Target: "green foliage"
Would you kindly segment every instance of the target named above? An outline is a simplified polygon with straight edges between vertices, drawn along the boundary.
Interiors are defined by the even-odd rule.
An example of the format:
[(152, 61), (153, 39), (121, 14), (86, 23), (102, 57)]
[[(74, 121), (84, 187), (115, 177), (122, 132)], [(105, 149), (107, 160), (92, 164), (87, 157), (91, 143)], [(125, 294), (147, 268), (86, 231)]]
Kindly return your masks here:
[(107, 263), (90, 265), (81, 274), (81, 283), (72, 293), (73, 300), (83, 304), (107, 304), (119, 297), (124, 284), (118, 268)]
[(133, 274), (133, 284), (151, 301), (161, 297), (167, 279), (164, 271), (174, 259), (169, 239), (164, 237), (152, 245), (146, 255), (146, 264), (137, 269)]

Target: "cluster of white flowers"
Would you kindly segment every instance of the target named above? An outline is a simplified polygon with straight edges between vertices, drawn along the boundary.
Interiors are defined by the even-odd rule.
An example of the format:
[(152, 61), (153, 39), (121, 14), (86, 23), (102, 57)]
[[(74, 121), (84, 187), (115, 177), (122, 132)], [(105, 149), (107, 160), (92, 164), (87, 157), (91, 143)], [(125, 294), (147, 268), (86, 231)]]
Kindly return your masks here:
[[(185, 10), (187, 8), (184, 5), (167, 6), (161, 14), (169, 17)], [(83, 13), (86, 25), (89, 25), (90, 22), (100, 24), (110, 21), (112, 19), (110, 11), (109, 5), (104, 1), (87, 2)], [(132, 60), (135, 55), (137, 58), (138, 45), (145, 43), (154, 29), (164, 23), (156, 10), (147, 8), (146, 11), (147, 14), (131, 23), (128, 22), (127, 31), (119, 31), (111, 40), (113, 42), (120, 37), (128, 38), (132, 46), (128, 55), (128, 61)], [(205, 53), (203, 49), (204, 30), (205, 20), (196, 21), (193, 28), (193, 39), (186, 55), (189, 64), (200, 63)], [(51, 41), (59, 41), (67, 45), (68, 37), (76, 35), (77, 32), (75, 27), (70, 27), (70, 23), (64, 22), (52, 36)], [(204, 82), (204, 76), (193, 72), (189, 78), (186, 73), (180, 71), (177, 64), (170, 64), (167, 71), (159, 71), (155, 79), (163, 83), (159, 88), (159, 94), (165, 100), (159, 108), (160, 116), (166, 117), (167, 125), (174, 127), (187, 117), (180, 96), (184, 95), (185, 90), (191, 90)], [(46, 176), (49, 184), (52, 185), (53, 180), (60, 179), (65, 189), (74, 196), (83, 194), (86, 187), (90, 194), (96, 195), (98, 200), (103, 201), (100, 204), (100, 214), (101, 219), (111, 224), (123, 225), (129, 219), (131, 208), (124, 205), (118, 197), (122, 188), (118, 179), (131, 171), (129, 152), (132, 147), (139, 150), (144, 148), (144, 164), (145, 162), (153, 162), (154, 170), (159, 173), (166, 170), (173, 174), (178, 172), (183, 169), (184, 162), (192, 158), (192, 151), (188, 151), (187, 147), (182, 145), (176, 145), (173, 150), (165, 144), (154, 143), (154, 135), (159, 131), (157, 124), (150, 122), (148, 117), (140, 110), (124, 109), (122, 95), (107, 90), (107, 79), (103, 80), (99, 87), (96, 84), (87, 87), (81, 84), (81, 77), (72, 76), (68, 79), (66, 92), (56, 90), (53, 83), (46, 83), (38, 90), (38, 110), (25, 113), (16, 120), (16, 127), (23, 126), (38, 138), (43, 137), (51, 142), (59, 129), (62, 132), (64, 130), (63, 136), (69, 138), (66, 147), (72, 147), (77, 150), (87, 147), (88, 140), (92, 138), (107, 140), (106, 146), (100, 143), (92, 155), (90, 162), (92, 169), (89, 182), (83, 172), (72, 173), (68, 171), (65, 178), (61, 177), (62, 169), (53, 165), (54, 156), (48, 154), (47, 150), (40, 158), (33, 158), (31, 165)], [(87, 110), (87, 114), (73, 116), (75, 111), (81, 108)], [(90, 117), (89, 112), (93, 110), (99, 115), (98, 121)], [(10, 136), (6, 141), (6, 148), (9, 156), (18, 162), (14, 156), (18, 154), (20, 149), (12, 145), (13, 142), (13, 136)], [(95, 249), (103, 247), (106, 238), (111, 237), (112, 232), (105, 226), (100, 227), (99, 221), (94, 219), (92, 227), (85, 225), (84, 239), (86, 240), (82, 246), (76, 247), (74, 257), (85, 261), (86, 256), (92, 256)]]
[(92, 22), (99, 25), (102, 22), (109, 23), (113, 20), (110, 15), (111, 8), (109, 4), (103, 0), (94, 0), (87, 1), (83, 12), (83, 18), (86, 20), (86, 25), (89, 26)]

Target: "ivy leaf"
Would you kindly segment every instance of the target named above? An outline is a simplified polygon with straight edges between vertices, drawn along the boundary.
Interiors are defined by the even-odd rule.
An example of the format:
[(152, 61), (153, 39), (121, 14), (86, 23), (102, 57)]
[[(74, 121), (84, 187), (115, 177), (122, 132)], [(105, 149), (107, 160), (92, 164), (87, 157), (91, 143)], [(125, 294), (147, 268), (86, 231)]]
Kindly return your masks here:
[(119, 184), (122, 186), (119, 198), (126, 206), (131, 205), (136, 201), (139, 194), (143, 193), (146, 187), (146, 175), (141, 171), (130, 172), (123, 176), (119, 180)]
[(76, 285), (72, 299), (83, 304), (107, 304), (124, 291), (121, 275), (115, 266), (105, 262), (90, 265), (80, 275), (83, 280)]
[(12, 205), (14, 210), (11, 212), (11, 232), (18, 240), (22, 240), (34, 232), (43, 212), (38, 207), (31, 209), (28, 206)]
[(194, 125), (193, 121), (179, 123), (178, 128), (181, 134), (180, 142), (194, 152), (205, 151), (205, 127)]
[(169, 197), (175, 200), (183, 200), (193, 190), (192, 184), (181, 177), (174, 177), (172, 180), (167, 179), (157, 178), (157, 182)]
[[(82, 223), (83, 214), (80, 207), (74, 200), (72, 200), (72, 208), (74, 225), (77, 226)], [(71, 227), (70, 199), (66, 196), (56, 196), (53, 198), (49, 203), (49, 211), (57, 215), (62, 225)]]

□ □ □ □ □ □ □

_EXERCISE_
Rewrite every line of the entries above as one numbered list, leaving out the blank lines.

_FINISHED ANSWER_
1. Target: "green foliage"
2. Would you kindly segment every instance of the target named above? An outline is a simplified polygon with straight edges between vertices, drawn along the boundary.
3. Interiors are defined by the even-odd rule.
4. An example of the format:
5. [(152, 61), (153, 39), (121, 14), (86, 23), (102, 57)]
6. [[(74, 121), (84, 187), (115, 177), (122, 132)], [(105, 149), (107, 160), (92, 164), (87, 157), (91, 143)], [(125, 294), (147, 268), (86, 231)]]
7. Kindly return your masks here:
8. [(107, 263), (90, 265), (81, 274), (81, 283), (72, 293), (73, 300), (83, 304), (107, 304), (119, 297), (124, 284), (118, 268)]
9. [(133, 274), (133, 284), (151, 301), (161, 297), (167, 279), (164, 271), (174, 259), (169, 239), (164, 237), (152, 245), (146, 255), (146, 264), (137, 269)]
10. Target: "cluster of white flowers"
11. Would you kindly segment every instance of the target named above? An outline is a simplified polygon with straight edges between vertices, drawn along the boundary.
12. Interiors are defined by the even-odd rule.
13. An example of the format:
14. [(152, 61), (153, 39), (121, 14), (86, 23), (102, 57)]
15. [[(74, 121), (84, 187), (115, 177), (122, 132)], [(105, 149), (107, 160), (92, 164), (87, 157), (91, 143)], [(125, 294), (147, 268), (86, 231)]]
16. Kindly return your masks here:
17. [[(185, 10), (187, 8), (184, 5), (167, 6), (161, 14), (169, 17)], [(83, 13), (86, 25), (89, 25), (90, 22), (100, 24), (110, 21), (112, 19), (110, 11), (109, 5), (104, 1), (87, 2)], [(132, 60), (135, 55), (137, 58), (138, 45), (145, 43), (154, 29), (164, 23), (156, 10), (147, 8), (146, 11), (147, 14), (131, 23), (128, 22), (127, 31), (119, 31), (111, 40), (113, 42), (120, 37), (128, 38), (132, 46), (128, 55), (128, 61)], [(205, 53), (203, 49), (204, 30), (205, 20), (196, 21), (193, 28), (193, 39), (186, 55), (189, 64), (200, 63)], [(51, 41), (59, 41), (67, 45), (68, 37), (76, 35), (77, 32), (75, 27), (70, 27), (70, 23), (64, 22), (52, 36)], [(204, 82), (204, 76), (193, 72), (189, 78), (186, 73), (180, 71), (177, 64), (170, 64), (167, 71), (159, 71), (155, 79), (163, 83), (159, 88), (159, 94), (165, 100), (159, 108), (160, 116), (166, 117), (167, 125), (174, 127), (187, 117), (180, 96), (184, 95), (185, 90), (191, 90)], [(46, 176), (49, 184), (52, 185), (53, 180), (60, 179), (65, 189), (74, 196), (83, 194), (86, 187), (90, 194), (96, 195), (98, 200), (103, 201), (100, 204), (100, 214), (101, 219), (111, 224), (123, 225), (129, 219), (131, 208), (124, 205), (118, 197), (122, 188), (118, 179), (131, 171), (129, 152), (132, 147), (139, 150), (144, 148), (144, 164), (145, 162), (153, 162), (154, 170), (159, 173), (166, 170), (173, 174), (178, 172), (183, 169), (184, 162), (192, 158), (192, 151), (188, 151), (187, 147), (182, 145), (176, 145), (173, 150), (165, 144), (154, 143), (154, 135), (159, 131), (157, 124), (150, 122), (148, 117), (140, 110), (124, 109), (122, 95), (107, 90), (107, 79), (103, 80), (99, 87), (96, 84), (87, 87), (81, 84), (81, 77), (72, 76), (68, 79), (66, 92), (56, 90), (53, 83), (46, 83), (38, 90), (38, 110), (25, 113), (16, 120), (16, 127), (23, 126), (38, 138), (43, 137), (51, 142), (59, 129), (62, 132), (64, 130), (63, 136), (69, 138), (66, 147), (72, 147), (77, 150), (87, 147), (88, 140), (92, 138), (107, 140), (106, 146), (100, 143), (92, 155), (90, 162), (92, 169), (89, 182), (83, 172), (72, 173), (68, 171), (65, 178), (61, 177), (62, 169), (53, 165), (54, 156), (48, 154), (47, 150), (40, 158), (33, 158), (31, 165)], [(87, 110), (87, 114), (73, 116), (75, 111), (81, 108)], [(90, 117), (89, 112), (93, 110), (99, 115), (98, 121)], [(10, 136), (6, 141), (6, 148), (9, 156), (18, 162), (14, 156), (18, 154), (20, 149), (12, 145), (13, 142), (13, 136)], [(95, 249), (103, 247), (106, 238), (111, 237), (112, 232), (105, 226), (100, 227), (99, 221), (94, 219), (92, 227), (85, 225), (84, 239), (86, 240), (82, 246), (76, 247), (74, 257), (85, 261), (86, 256), (92, 256)]]
18. [(92, 22), (99, 25), (102, 22), (109, 23), (113, 20), (110, 15), (111, 8), (109, 4), (103, 0), (94, 0), (87, 1), (83, 12), (83, 18), (86, 20), (86, 25), (89, 26)]
19. Target: "ivy leaf"
20. Would you kindly segment every instance of the target named above? An outline is a simplified polygon with straight edges between vertices, drawn along the boundary.
21. Interiors are defined by the even-odd rule.
22. An example of the format:
23. [(152, 61), (153, 39), (121, 14), (86, 23), (102, 57)]
24. [[(74, 121), (84, 187), (115, 177), (122, 132)], [(105, 149), (107, 160), (92, 164), (87, 157), (91, 143)], [(125, 294), (147, 268), (86, 231)]]
25. Kindly return your masks here:
26. [(119, 184), (122, 186), (119, 198), (126, 206), (131, 205), (136, 201), (139, 194), (143, 193), (146, 187), (146, 175), (141, 171), (130, 172), (123, 176), (119, 180)]
27. [(76, 285), (72, 299), (83, 304), (107, 304), (124, 291), (121, 275), (115, 266), (105, 262), (90, 265), (80, 275), (83, 280)]
28. [(12, 205), (14, 210), (11, 212), (11, 232), (18, 240), (22, 240), (34, 232), (43, 212), (38, 207), (31, 209), (28, 206)]
29. [(194, 125), (193, 121), (179, 123), (178, 128), (181, 134), (180, 142), (194, 152), (205, 151), (205, 127)]
30. [(169, 197), (175, 200), (183, 200), (193, 190), (192, 184), (181, 177), (174, 177), (172, 180), (167, 179), (157, 178), (157, 182)]
31. [[(82, 223), (83, 214), (80, 207), (74, 200), (72, 200), (72, 208), (74, 225), (77, 226)], [(71, 227), (70, 199), (66, 196), (56, 196), (53, 198), (49, 203), (49, 211), (57, 215), (62, 225)]]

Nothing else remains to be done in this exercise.